Data records:
☆ ☆ ☆ ☆
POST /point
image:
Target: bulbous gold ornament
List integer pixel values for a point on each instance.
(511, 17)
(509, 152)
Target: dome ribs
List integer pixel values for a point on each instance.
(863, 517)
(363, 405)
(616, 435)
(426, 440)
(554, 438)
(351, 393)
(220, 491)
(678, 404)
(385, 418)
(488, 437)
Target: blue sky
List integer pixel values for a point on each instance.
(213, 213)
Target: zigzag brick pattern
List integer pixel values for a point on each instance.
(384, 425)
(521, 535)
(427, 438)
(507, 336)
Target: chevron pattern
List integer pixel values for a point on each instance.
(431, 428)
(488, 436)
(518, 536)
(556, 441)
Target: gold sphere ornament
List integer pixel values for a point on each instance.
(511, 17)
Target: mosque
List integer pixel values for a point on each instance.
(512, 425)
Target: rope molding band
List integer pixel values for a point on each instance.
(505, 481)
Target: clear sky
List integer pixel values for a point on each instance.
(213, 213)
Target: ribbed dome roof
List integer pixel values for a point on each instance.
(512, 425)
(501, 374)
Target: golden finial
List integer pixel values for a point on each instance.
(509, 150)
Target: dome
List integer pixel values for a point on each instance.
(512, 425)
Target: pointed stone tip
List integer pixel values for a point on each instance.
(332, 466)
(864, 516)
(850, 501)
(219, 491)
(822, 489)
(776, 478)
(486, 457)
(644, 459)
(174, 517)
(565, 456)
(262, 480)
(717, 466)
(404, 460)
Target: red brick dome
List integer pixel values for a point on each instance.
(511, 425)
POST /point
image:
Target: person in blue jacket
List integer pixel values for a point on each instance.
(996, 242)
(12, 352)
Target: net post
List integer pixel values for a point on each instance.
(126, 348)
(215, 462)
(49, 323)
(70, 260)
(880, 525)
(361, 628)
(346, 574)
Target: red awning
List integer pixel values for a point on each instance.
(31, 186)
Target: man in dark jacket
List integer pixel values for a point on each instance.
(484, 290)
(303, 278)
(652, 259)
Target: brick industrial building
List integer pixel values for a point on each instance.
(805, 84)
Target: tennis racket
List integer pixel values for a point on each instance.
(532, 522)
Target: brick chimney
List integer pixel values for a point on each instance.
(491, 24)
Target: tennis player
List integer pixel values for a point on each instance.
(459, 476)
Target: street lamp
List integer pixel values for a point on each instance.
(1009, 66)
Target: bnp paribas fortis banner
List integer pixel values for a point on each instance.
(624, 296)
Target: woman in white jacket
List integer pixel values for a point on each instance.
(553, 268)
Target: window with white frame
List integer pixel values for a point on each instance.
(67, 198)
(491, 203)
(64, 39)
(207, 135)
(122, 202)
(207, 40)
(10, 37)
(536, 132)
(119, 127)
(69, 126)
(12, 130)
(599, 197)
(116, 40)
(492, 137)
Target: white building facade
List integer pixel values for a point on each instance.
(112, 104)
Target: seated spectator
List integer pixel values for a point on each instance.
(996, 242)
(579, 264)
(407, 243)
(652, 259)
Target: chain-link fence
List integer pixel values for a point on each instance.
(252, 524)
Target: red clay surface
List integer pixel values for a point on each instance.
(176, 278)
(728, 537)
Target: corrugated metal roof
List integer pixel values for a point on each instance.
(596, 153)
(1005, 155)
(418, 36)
☆ ☆ ☆ ☆
What you will do: Your task is to print the whole listing again exactly.

Full answer:
POST /point
image:
Target: bulbous gold ornament
List integer pixel values for a point on each instance.
(511, 17)
(509, 152)
Target: dome ribs
List integer pixel values for a point on each instance.
(863, 517)
(363, 405)
(616, 435)
(426, 440)
(554, 438)
(351, 393)
(220, 491)
(678, 404)
(385, 418)
(488, 437)
Target: blue sky
List integer pixel values for a point on each instance.
(213, 213)
Target: zigzag brick pattern
List integer pixel values for a point on each instance.
(384, 425)
(521, 535)
(427, 438)
(507, 336)
Target: chevron pattern
List integer pixel values for a point on each instance.
(431, 428)
(488, 436)
(518, 536)
(556, 441)
Target: gold sphere ornament
List integer pixel values for a point on each instance.
(511, 17)
Target: mosque
List integer pixel values for a point on each instance.
(512, 425)
Target: rope molding band
List integer pixel values for a point on each instance.
(505, 481)
Target: clear sky
List integer pixel values for a point on each instance.
(213, 213)
Target: ribbed dome roof
List integer pixel values for a point on each instance.
(512, 425)
(501, 374)
Target: golden finial
List integer pixel values for a point on each instance.
(509, 150)
Target: dome
List integer pixel values for a point on each instance.
(512, 425)
Target: pointed stone tip
List integer pixel values for a point on each instance.
(332, 466)
(864, 516)
(850, 501)
(219, 491)
(822, 489)
(776, 478)
(486, 457)
(644, 459)
(174, 517)
(565, 456)
(262, 480)
(717, 466)
(404, 460)
Target: red brick dome
List integer pixel values for a point on each instance.
(511, 425)
POST /point
image:
Target: person in blue jacket
List integer pixel values for a point on each instance.
(996, 242)
(12, 352)
Target: net post
List integer pixel values for a point on each instance.
(126, 348)
(215, 462)
(49, 323)
(70, 260)
(880, 525)
(361, 628)
(346, 574)
Target: red awning
List integer pixel values for a point on each instance.
(31, 186)
Target: man in dark jacket
List integer pixel values for a point on each instance.
(484, 290)
(303, 278)
(652, 259)
Target: brick industrial building
List integer pixel values for a point on each instance.
(805, 84)
Target: tennis racket
List integer pixel values for a point on each instance.
(532, 522)
Target: brick chimney
List integer pixel values for a point on each instance.
(491, 24)
Target: tennis player
List integer pixel values for a point on each instance.
(459, 476)
Target: street lamp
List integer pixel values for a point on each instance.
(1009, 66)
Target: bnp paribas fortis banner
List integer pixel values for a point on each instance.
(624, 296)
Target: woman in white jacket
List integer pixel values for a point on each instance.
(553, 268)
Target: window with white frame
List integer pixel values for a point on each instance.
(67, 198)
(491, 203)
(64, 39)
(207, 135)
(122, 202)
(207, 40)
(10, 37)
(536, 132)
(119, 127)
(69, 126)
(12, 130)
(599, 197)
(116, 40)
(492, 137)
Target: white building facade
List integer pixel values for a point on each instance.
(112, 104)
Target: seated spectator
List integer pixel values for a point on each instance.
(996, 242)
(579, 264)
(407, 243)
(652, 259)
Target: chain-link fence
List integer pixel values for a point on each instance.
(252, 524)
Target: red clay surface
List integer pixel values for a point on each instance.
(176, 278)
(728, 537)
Target: corrugated metal roof
List integer pixel values for a point on each instance.
(596, 153)
(1005, 155)
(418, 36)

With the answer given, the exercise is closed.